*Что сделать:* Перепишите полностью, ничего не меняя, текст о стихах Е. Шварц.

*Фрагмент текста:*
■ ■ ■ ■ ■ ■ ■

К числу современных поэтов, чья картина мира отличается преображающим повседневность и одновременно «материализующим» вечность единомирием, М. Эпштейн относит О. Седакову, Е. Шварц, В. Кривулина, И. Жданова, А. Драгомощенко и др.
Подробнее обратимся к творчеству Е. Шварц, которое в целом никак не относится к акмеистической традиции, однако в контексте интересующей нас проблемы обнаруживает симптоматичное сходство с акмеистической картиной мира.
Единомирие земного, дольнего («кость», «грязь») – и вечного, воплощенного в данном случае в искусстве («мрамор»), становится основной идеей стихотворения, посвященного Венеции:
Там – высоко – в космической штольне
(пролетев через шар насквозь),
Там – Творец пожалеет очерненные камень и кость,
Мрамор с грязью так срощены, слиты любовно –
Разорвать их и Господу было б греховно, –
Может быть, и спасется все – тем что срослось [Шварц Е. Стороны света. – Л.: Сов. писатель, 1989. – 72 с., с. 26].
В целом мотив «города на топях» как пространства воплощенной метафизики является сквозным в творчестве Е. Шварц. Человек в таком пространстве оказывается как бы на пересечении неких разноприродных пластов реальности, что открывает возможность нового видения:
Городской человек из дома в дом
В коридорах уличных гулких,
Во тьме на ощупь в лабиринте найдет
Распухший сустав переулка.

■ ■ ■ ■ ■ ■ ■

*Исходные данные:*
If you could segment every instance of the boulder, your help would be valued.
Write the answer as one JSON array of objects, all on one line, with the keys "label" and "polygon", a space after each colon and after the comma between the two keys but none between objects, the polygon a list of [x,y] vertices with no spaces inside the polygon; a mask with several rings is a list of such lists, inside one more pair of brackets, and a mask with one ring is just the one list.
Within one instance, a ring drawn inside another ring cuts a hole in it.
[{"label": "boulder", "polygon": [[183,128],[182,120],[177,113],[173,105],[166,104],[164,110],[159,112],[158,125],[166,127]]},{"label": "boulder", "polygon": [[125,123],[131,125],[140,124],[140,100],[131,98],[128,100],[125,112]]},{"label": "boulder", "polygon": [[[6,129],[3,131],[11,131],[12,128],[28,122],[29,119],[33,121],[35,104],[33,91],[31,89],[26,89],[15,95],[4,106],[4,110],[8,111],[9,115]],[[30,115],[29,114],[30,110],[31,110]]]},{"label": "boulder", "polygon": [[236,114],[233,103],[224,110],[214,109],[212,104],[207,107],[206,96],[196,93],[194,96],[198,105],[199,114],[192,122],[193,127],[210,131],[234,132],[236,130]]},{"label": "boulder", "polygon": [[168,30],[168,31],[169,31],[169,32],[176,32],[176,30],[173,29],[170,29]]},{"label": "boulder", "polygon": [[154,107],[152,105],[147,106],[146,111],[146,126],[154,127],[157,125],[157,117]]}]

■ ■ ■ ■ ■ ■ ■

*Результат:*
К числу современных поэтов, чья картина мира отличается преображающим повседневность и одновременно «материализующим» вечность единомирием, М. Эпштейн относит О. Седакову, Е. Шварц, В. Кривулина, И. Жданова, А. Драгомощенко и др.
Подробнее обратимся к творчеству Е. Шварц, которое в целом никак не относится к акмеистической традиции, однако в контексте интересующей нас проблемы обнаруживает симптоматичное сходство с акмеистической картиной мира.
Единомирие земного, дольнего («кость», «грязь») – и вечного, воплощенного в данном случае в искусстве («мрамор»), становится основной идеей стихотворения, посвященного Венеции:
Там – высоко – в космической штольне
(пролетев через шар насквозь),
Там – Творец пожалеет очерненные камень и кость,
Мрамор с грязью так срощены, слиты любовно –
Разорвать их и Господу было б греховно, –
Может быть, и спасется все – тем что срослось [Шварц Е. Стороны света. – Л.: Сов. писатель, 1989. – 72 с., с. 26].
В целом мотив «города на топях» как пространства воплощенной метафизики является сквозным в творчестве Е. Шварц. Человек в таком пространстве оказывается как бы на пересечении неких разноприродных пластов реальности, что открывает возможность нового видения:
Городской человек из дома в дом
В коридорах уличных гулких,
Во тьме на ощупь в лабиринте найдет
Распухший сустав переулка.